### Data shown

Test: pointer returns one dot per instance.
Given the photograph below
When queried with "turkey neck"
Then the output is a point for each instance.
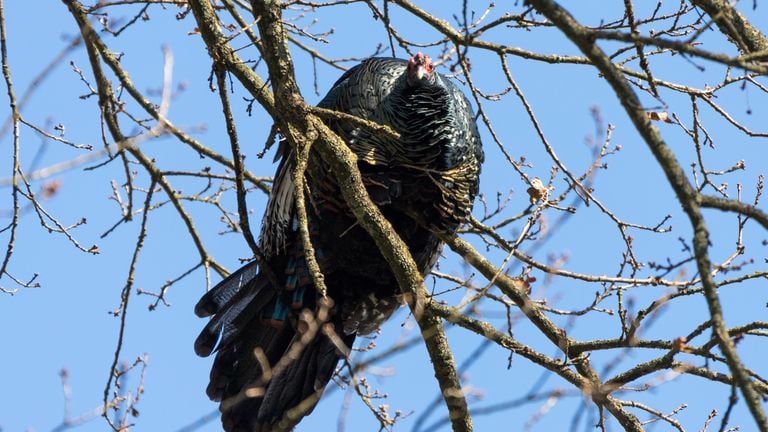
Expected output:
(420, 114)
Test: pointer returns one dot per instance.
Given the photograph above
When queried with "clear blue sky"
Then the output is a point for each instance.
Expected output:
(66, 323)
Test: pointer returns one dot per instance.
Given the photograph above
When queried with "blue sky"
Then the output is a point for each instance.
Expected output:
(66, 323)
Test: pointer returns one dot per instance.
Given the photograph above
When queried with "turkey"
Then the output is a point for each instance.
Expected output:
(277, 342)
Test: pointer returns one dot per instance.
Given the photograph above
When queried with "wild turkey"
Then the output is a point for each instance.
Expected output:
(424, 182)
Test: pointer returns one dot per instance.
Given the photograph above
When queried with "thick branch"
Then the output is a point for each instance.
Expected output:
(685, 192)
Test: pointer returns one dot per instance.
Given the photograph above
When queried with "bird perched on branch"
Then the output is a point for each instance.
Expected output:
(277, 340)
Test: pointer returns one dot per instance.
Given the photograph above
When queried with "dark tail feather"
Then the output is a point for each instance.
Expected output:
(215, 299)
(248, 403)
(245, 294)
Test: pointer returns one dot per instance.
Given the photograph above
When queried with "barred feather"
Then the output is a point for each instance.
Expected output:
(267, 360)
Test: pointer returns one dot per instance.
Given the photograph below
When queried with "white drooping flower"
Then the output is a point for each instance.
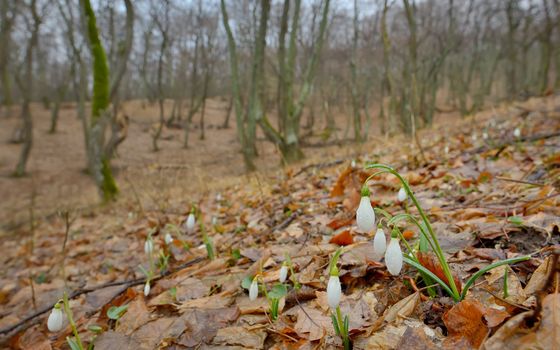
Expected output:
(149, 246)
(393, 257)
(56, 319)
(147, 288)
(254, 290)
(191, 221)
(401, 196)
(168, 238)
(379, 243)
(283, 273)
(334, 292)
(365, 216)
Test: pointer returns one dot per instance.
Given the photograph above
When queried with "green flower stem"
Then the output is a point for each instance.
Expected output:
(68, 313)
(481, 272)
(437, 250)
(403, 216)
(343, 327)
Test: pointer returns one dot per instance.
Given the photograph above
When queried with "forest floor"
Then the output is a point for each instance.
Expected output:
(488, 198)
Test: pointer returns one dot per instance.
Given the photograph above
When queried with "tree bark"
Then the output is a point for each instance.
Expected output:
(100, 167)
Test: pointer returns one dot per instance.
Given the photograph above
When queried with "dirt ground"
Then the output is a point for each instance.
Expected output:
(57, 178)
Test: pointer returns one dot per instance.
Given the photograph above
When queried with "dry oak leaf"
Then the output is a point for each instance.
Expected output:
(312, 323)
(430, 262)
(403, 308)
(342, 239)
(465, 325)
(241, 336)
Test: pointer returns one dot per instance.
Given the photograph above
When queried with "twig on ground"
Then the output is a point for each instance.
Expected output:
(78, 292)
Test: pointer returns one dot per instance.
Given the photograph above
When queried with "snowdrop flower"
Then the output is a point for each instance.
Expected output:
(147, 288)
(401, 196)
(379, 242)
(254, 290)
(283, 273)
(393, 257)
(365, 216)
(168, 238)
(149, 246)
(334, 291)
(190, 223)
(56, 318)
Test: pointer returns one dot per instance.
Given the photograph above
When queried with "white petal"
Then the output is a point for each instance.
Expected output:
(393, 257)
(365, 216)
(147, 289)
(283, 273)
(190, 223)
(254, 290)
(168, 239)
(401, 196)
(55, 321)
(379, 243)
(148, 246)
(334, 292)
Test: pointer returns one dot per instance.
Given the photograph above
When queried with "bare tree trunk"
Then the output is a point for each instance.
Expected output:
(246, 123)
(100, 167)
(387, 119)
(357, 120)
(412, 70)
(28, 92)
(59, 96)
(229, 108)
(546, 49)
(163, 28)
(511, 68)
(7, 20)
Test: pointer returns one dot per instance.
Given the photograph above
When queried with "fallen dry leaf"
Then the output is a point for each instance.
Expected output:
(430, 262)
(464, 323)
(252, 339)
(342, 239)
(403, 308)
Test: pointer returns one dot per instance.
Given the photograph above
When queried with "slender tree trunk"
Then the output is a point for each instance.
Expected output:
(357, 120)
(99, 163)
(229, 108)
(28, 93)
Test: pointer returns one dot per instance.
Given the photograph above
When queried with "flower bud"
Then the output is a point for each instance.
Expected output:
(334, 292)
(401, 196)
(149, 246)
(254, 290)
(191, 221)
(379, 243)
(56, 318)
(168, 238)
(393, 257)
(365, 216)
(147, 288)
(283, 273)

### What the exercise asks
Find every line in the records above that holds the word "tree", and copy each one.

### Answer to this problem
When queried with "tree bark"
When queried with "bare tree trunk"
When queried with "slender tree trunk"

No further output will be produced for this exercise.